**Task item**
Locate the line that contains "negative clicks: (65, 624) (65, 621)". Reproduce it and all following lines up to the end of the material, exactly and with nothing added.
..........
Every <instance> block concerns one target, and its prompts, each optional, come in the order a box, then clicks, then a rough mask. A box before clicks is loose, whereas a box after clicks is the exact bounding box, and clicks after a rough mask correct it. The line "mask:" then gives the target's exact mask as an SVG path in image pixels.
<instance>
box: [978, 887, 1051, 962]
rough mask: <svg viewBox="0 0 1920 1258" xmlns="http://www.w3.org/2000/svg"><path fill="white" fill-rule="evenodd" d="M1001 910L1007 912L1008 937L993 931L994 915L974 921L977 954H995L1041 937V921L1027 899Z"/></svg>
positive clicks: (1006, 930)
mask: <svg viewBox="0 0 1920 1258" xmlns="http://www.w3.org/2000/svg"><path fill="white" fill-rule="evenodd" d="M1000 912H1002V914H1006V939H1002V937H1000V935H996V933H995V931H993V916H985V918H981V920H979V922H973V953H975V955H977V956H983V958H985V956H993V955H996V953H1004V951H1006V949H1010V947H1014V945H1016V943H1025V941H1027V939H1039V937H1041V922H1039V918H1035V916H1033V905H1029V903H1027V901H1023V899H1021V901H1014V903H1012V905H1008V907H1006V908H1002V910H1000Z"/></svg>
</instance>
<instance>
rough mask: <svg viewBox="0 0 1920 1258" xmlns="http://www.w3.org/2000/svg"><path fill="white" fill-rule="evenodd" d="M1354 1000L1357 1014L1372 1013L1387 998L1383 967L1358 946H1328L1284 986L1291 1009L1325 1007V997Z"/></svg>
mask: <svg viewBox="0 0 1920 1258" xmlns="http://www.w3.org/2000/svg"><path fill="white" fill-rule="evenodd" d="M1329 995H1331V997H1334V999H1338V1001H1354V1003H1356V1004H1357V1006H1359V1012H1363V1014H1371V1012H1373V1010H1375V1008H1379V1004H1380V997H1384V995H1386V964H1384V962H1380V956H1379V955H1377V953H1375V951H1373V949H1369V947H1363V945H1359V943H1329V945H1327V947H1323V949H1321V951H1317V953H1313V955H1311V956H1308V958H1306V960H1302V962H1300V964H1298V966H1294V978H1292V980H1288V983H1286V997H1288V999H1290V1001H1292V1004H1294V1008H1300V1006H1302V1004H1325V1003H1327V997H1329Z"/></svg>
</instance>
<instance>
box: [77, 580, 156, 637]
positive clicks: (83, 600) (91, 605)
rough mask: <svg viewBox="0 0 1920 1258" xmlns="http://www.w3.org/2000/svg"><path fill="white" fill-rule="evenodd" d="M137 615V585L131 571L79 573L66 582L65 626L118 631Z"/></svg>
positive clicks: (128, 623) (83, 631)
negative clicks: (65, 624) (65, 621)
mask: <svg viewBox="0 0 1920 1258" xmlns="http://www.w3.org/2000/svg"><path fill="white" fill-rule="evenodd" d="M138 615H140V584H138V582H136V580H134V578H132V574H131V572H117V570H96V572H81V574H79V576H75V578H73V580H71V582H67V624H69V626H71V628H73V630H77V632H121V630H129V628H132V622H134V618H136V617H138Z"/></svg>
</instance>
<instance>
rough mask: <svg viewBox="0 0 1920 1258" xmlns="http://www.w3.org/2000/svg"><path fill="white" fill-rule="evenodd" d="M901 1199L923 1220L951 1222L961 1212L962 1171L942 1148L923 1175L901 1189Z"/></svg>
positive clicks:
..........
**Response**
negative clicks: (65, 624) (65, 621)
mask: <svg viewBox="0 0 1920 1258" xmlns="http://www.w3.org/2000/svg"><path fill="white" fill-rule="evenodd" d="M138 615H140V584H138V582H136V580H134V578H132V574H131V572H117V570H96V572H81V574H79V576H75V578H73V580H71V582H67V624H69V626H71V628H73V630H77V632H121V630H129V628H132V622H134V618H136V617H138Z"/></svg>
</instance>
<instance>
rough mask: <svg viewBox="0 0 1920 1258" xmlns="http://www.w3.org/2000/svg"><path fill="white" fill-rule="evenodd" d="M901 1199L923 1220L951 1222L961 1212L962 1171L942 1148L923 1175L901 1189Z"/></svg>
positive clicks:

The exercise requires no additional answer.